▸ Set problem:
Reproduce the listing word for word, leaving every picture behind.

▸ Supplied material:
— Begin —

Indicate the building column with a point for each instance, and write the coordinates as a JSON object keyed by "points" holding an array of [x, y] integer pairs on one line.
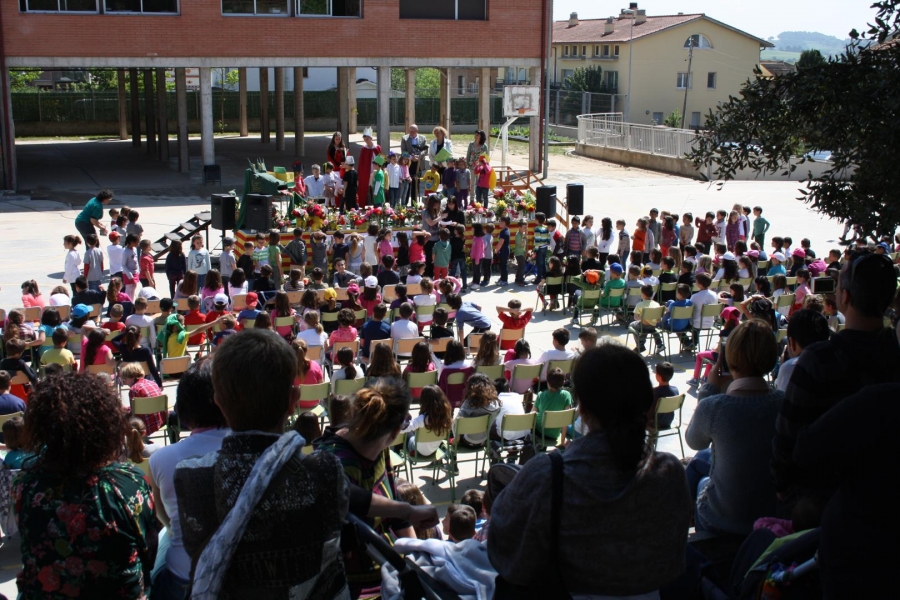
{"points": [[484, 101], [279, 108], [242, 97], [445, 99], [207, 142], [383, 120], [299, 117], [184, 162], [162, 114], [346, 102], [535, 149], [410, 97], [123, 106], [10, 178], [135, 108], [264, 105], [149, 112]]}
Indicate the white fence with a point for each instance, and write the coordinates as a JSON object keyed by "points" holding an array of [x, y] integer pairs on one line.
{"points": [[608, 130]]}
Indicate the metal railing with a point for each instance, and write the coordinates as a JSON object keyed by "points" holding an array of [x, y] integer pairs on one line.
{"points": [[608, 130]]}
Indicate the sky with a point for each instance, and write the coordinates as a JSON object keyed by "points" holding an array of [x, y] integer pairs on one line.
{"points": [[762, 18]]}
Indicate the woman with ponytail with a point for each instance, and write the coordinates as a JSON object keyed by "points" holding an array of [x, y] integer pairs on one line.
{"points": [[625, 508], [379, 411]]}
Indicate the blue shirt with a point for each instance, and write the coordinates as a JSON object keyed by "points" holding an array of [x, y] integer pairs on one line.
{"points": [[373, 330], [469, 314]]}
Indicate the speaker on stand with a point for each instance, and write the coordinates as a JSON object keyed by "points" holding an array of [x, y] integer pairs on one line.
{"points": [[575, 198], [259, 210], [546, 200]]}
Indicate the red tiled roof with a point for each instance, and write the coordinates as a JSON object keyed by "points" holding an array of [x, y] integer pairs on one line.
{"points": [[592, 30]]}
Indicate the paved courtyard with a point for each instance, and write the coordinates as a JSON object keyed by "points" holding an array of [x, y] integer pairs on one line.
{"points": [[60, 176]]}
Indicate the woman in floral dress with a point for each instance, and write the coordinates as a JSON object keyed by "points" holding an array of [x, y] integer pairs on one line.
{"points": [[87, 521]]}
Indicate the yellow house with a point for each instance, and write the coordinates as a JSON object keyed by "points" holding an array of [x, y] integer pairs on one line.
{"points": [[669, 55]]}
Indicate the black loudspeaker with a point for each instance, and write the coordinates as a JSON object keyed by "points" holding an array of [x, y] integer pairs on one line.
{"points": [[259, 209], [546, 200], [222, 208], [575, 198]]}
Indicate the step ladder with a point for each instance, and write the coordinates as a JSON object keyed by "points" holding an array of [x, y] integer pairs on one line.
{"points": [[183, 233]]}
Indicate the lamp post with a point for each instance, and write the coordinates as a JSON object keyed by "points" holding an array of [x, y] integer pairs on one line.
{"points": [[633, 14]]}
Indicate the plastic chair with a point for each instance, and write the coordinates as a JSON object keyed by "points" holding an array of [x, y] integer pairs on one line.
{"points": [[511, 423], [667, 405], [468, 426]]}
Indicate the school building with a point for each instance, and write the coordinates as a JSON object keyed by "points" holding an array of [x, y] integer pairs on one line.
{"points": [[141, 39]]}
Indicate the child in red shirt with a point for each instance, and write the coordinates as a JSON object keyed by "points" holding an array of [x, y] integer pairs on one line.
{"points": [[514, 319]]}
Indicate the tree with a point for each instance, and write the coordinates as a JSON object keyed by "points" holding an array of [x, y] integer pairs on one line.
{"points": [[810, 59], [586, 79], [845, 106]]}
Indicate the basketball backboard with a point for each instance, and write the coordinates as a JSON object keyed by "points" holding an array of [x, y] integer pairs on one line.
{"points": [[521, 101]]}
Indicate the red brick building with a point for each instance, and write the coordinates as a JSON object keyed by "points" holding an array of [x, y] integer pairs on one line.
{"points": [[151, 35]]}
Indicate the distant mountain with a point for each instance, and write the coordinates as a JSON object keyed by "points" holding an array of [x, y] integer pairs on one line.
{"points": [[798, 41]]}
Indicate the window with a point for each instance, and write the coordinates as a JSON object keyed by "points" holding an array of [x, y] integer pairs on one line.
{"points": [[255, 7], [698, 40], [142, 6], [612, 81], [329, 8], [454, 10], [59, 6]]}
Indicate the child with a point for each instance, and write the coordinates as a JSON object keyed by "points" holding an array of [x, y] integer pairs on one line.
{"points": [[554, 398], [641, 326], [146, 265], [73, 260], [378, 181], [13, 438], [514, 319], [431, 180], [93, 262], [133, 226], [664, 373], [441, 253], [463, 182]]}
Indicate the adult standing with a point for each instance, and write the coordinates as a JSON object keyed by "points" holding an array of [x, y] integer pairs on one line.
{"points": [[431, 223], [364, 167], [413, 144], [440, 142], [337, 152], [86, 521], [624, 509], [91, 216], [476, 148]]}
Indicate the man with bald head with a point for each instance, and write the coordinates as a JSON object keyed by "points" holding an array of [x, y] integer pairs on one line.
{"points": [[413, 144]]}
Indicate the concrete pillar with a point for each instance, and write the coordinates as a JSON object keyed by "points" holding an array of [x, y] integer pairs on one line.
{"points": [[264, 105], [279, 108], [207, 142], [135, 108], [184, 161], [535, 148], [242, 96], [347, 101], [9, 173], [149, 112], [445, 99], [123, 106], [383, 120], [162, 114], [484, 101], [410, 97], [299, 117]]}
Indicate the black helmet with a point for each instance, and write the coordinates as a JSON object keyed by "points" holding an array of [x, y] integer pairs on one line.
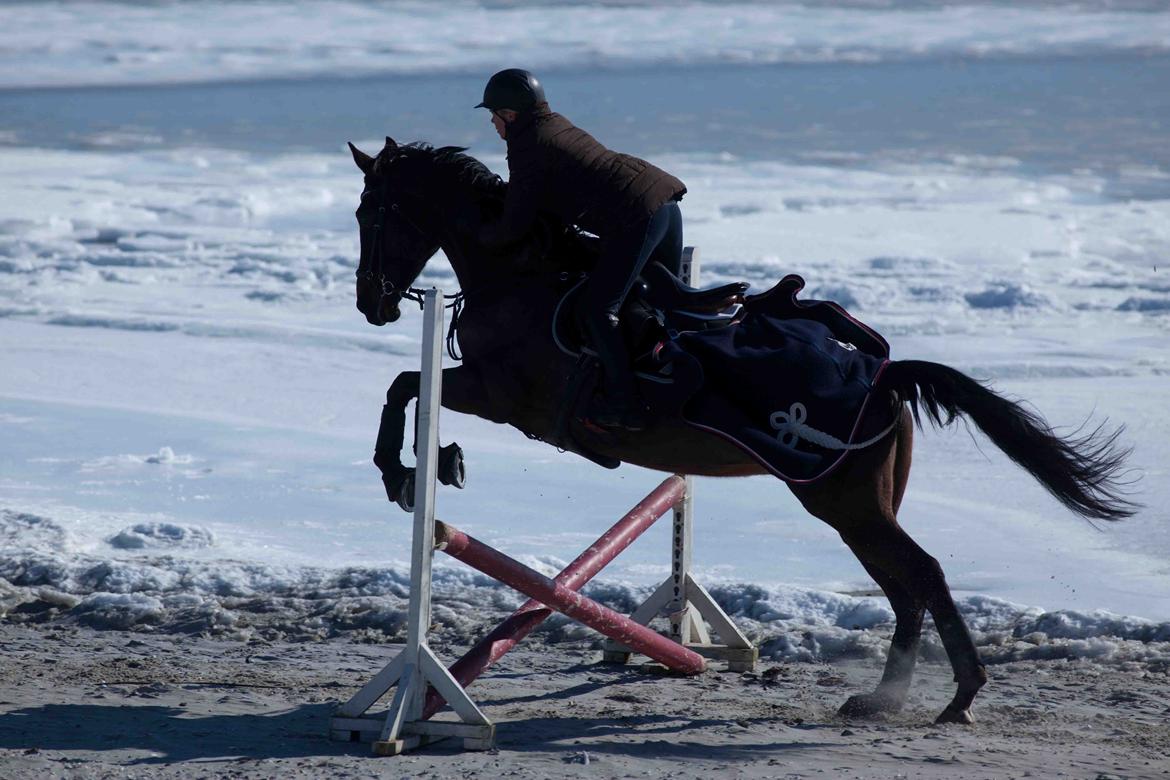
{"points": [[511, 89]]}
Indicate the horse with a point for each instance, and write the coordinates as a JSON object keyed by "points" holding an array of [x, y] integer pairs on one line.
{"points": [[418, 199]]}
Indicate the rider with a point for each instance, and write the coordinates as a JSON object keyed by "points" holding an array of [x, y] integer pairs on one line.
{"points": [[630, 204]]}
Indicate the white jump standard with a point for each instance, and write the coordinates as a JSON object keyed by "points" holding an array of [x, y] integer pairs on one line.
{"points": [[422, 682]]}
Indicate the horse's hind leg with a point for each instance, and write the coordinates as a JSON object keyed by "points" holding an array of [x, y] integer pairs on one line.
{"points": [[397, 478], [893, 551], [890, 694]]}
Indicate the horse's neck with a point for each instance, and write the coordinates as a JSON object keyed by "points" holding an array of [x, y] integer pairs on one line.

— End —

▸ Correct result:
Indicate the building column with a point for each instance, and write the coordinates as a JSON object keyed by "points" holding an array of [x, y] integer pairs on one line.
{"points": [[484, 101], [279, 108], [242, 97], [445, 99], [207, 142], [383, 120], [299, 117], [184, 162], [162, 114], [346, 102], [535, 149], [410, 97], [123, 106], [10, 178], [135, 108], [264, 105], [149, 112]]}
Indicate the white fence with a point for each instance, and write the coordinates as a JSON object keyed by "points" holding an array of [x, y] integer pairs on one line.
{"points": [[608, 130]]}
Indicate the metal railing with a point for each instance, and write the coordinates as a JSON object keyed by "points" holding an array of [x, y] integer pairs on one line.
{"points": [[608, 130]]}
Indicate the sky with a point for each instance, and write the coordinates as a JSON object keyed by "points" holding an array of [x, y] integer pairs on one line.
{"points": [[762, 18]]}
Indicate the woman with ponytail with a point for each instance, and write the coordinates as a JSON object keyed by "points" holding an array of [x, y] integer pairs on one line.
{"points": [[625, 508], [379, 411]]}
Indicate the blue shirt with a point for each instance, and write the coordinates as a JSON object keyed by "points" holding an array of [x, y] integer pairs on one line.
{"points": [[373, 330], [469, 314]]}
Indicate the speaker on stand with a point for each instance, and write the coordinates as a JSON object keyed by "points" holding an array of [x, y] integer pairs on one line.
{"points": [[575, 198], [259, 210], [546, 200]]}
Indicate the red tiled roof with a point for each instance, and write the coordinates as a JSON object keyed by "points" holding an array of [x, y] integer pairs on one line.
{"points": [[592, 30]]}
Indicate the paved courtyard with a point for each instance, and write the coordinates as a JSON object keyed by "points" holding an array of [x, y] integer pairs on one line.
{"points": [[60, 176]]}
Indicate the woman in floral dress with a point for each instance, and write the coordinates as a JSON object keyed by "points" holding an array of [x, y] integer pairs on one line.
{"points": [[87, 521]]}
Indicate the yellow house with a point for each instance, and write the coordinates as a JSON object keyed by "points" holding an array of [x, y] integer pairs on one line.
{"points": [[669, 55]]}
Indicate the black loudspeaker with a point for each instance, and write the coordinates as a JSON object keyed by "points" holding an array of [x, y] integer pairs on one line.
{"points": [[259, 209], [546, 200], [222, 208], [575, 198]]}
Indicate the step ladder with a point for each instance, and write the coordinates as a JSON object keyed by "points" holding an array of [x, y] integer pairs on one line.
{"points": [[183, 233]]}
Indicate the lamp post with a point for each instance, and write the coordinates as a JSON object keyed by "points" holding an array of [x, y] integer pairs on one line.
{"points": [[633, 14]]}
Indicate the plastic chair with a point for each instance, and write the coordinates as a JSON object keyed by "points" holding an array of [x, y] integer pairs on one line.
{"points": [[511, 423], [667, 405], [468, 426]]}
Indicate the school building with a point for each instance, and write the coordinates as a JSON object keyed by "points" holding an array of [x, y] integer pairs on one line.
{"points": [[141, 39]]}
Indicate the child in red shirt with a point for each instance, and write the coordinates as a JSON object keyed by "points" holding an array of [x, y] integer pairs on one line.
{"points": [[514, 319]]}
Indicate the tree with a point for each instance, and write the coordinates as a JSON object keyed by "points" holding an array of [x, y] integer pairs on one line.
{"points": [[810, 59], [586, 79], [845, 106]]}
Indicate the basketball backboard with a point for each instance, and write the coordinates as a JSON object keyed by "points" holding an array of [x, y] integer pairs on one line.
{"points": [[521, 101]]}
Indicate the red brick building with a point for each instance, and write the coordinates as a JSON object keyed by "points" holding an array of [x, y] integer pairs on one line.
{"points": [[151, 35]]}
Indicate the distant mountain with a point for each instance, and write the coordinates as a JSON object keyed by "points" holding an array of [x, y] integer pairs on one line.
{"points": [[798, 41]]}
Indicate the window with a point for each instance, and write the coordinates as a JSON object keyed by "points" holding an array of [x, y] integer pairs on one line.
{"points": [[255, 7], [698, 40], [142, 6], [612, 81], [329, 8], [454, 10], [59, 6]]}
Indicate the child with a point for each instance, and write the coordinates as a JSON object keyed by "points" holding an array of [x, y] integer pairs on one line.
{"points": [[554, 398], [641, 326], [146, 265], [73, 260], [378, 181], [13, 438], [514, 319], [431, 180], [93, 262], [133, 226], [664, 373], [441, 253], [463, 182]]}
Indicate the adult standing with a point for each instance, and write the coordinates as a JSON object keyed by "points" holding an array of [x, y] integer pairs on one line.
{"points": [[431, 223], [364, 167], [413, 144], [440, 142], [337, 152], [86, 521], [624, 509], [91, 216], [476, 148]]}
Indicate the man with bald head with a point for each instance, and write the coordinates as a JSON object keyed by "points" holding an array of [x, y] integer pairs on one line.
{"points": [[413, 144]]}
Indicate the concrete pillar with a point for each instance, and write the coordinates as a JSON object keyed by "points" holding an array of [x, y] integer pairs on one line.
{"points": [[264, 105], [279, 108], [207, 142], [135, 108], [184, 161], [535, 148], [242, 96], [347, 101], [9, 173], [149, 112], [445, 99], [123, 106], [383, 120], [162, 114], [484, 101], [410, 97], [299, 117]]}
Indicate the black helmet with a point for each instance, and write the coordinates as a JSON object keyed by "points" holding an array of [x, y] integer pairs on one line.
{"points": [[511, 89]]}
Indicate the horse with a point for each instance, and write the coordinates as a JSON object keyed by "points" holding an array of [x, y] integer pairs on one line.
{"points": [[418, 199]]}
Indicate the rider with a point for each instance, and write the coordinates as a JSON object keyed by "points" holding an array of [x, y] integer pairs on one line.
{"points": [[630, 204]]}
Indicate the white jump standard with a point for each instance, and write the coordinates as a JSON object keyed by "points" holding an array of [x, y] integer pairs on one line.
{"points": [[422, 682]]}
Indicate the horse's hind leg with a point for each instance, and write the coordinates as a JSON object keyed by "points" holding an array of [x, y] integer pairs on one line.
{"points": [[397, 478], [893, 551], [890, 694]]}
Indicate the horse's neck with a point for each instance, and write the coordinates as a JSON object keyed by "points" holding an array of [x, y] integer pairs on one line.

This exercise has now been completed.